▸ **本文**:
# # #

これまでの家賃よりも大幅に値上げされる場合、厳しいと感じる人もいるでしょう。このような大家や賃貸会社からの家賃の値上げには、必ず応じなければならないのでしょうか? 家賃の値上げに納得できない場合は、どのように対応したらいいのでしょうか?
本記事では、賃貸更新時の家賃の値上げについて解説していきます。

家賃は更新時に上がることが多い?

株式会社キマルームが2024年に行った、管理会社を対象にした「賃貸物件の更新業務に関するアンケート」によると、調査を実施した管理会社の半数以上である54%が、「更新時の家賃値上げを実施している」または「検討した」と回答しています。

家賃の値上げの時期に決まりはありませんが、借主が契約更新を検討しやすく、家主にとっても書類作成や契約のタイミングとして「キリがいい」ため、家賃の値上げが更新時に通知されることが多いのでしょう。

# # #

▸ **取り組む課題**:
[1] 本文で紹介されている2024年のアンケートで、更新時の家賃値上げを「実施している」または「検討した」と答えた管理会社は何%か。
[2] 一覧のうち、「point_to SHOULD mark one point per instance of the red bract」を含む行から一覧の最後までを、そのまま書き写してください。
本文と一覧は互いに関係がない。

▸ **あるコレクションの記録**:
# # #

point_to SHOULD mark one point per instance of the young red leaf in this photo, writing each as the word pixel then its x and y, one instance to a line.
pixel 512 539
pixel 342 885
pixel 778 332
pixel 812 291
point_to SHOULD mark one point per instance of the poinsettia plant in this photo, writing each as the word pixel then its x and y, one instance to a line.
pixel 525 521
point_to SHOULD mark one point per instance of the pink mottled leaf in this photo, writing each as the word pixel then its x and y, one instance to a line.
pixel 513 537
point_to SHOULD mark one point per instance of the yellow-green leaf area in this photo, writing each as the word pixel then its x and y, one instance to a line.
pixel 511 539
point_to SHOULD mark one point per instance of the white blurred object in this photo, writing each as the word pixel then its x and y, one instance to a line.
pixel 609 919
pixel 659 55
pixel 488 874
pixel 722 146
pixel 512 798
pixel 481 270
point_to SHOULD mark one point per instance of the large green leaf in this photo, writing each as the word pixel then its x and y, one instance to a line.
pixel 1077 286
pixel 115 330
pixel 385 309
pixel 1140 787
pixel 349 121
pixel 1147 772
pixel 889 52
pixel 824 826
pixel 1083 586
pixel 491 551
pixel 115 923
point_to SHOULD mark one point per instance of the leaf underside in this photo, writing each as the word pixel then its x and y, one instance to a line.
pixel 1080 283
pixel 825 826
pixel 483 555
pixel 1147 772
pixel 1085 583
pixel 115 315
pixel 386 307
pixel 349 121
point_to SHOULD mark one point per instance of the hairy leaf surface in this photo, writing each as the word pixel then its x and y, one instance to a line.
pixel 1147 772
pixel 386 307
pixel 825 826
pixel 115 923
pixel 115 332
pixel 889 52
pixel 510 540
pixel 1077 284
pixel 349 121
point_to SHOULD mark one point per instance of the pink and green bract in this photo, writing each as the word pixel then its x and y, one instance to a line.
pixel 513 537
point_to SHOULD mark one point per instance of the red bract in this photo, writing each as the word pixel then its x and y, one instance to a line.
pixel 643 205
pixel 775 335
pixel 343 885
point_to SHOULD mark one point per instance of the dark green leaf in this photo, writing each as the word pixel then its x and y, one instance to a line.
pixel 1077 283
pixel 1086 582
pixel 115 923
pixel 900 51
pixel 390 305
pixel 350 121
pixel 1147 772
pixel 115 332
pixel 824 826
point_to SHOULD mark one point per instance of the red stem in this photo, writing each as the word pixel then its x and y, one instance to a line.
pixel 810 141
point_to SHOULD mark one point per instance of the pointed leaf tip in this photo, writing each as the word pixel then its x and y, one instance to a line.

# # #

▸ **課題ごとの解答**:
[1] 54%

[2]
point_to SHOULD mark one point per instance of the red bract in this photo, writing each as the word pixel then its x and y, one instance to a line.
pixel 643 205
pixel 775 335
pixel 343 885
point_to SHOULD mark one point per instance of the dark green leaf in this photo, writing each as the word pixel then its x and y, one instance to a line.
pixel 1077 283
pixel 1086 582
pixel 115 923
pixel 900 51
pixel 390 305
pixel 350 121
pixel 1147 772
pixel 115 332
pixel 824 826
point_to SHOULD mark one point per instance of the red stem in this photo, writing each as the word pixel then its x and y, one instance to a line.
pixel 810 141
point_to SHOULD mark one point per instance of the pointed leaf tip in this photo, writing each as the word pixel then its x and y, one instance to a line.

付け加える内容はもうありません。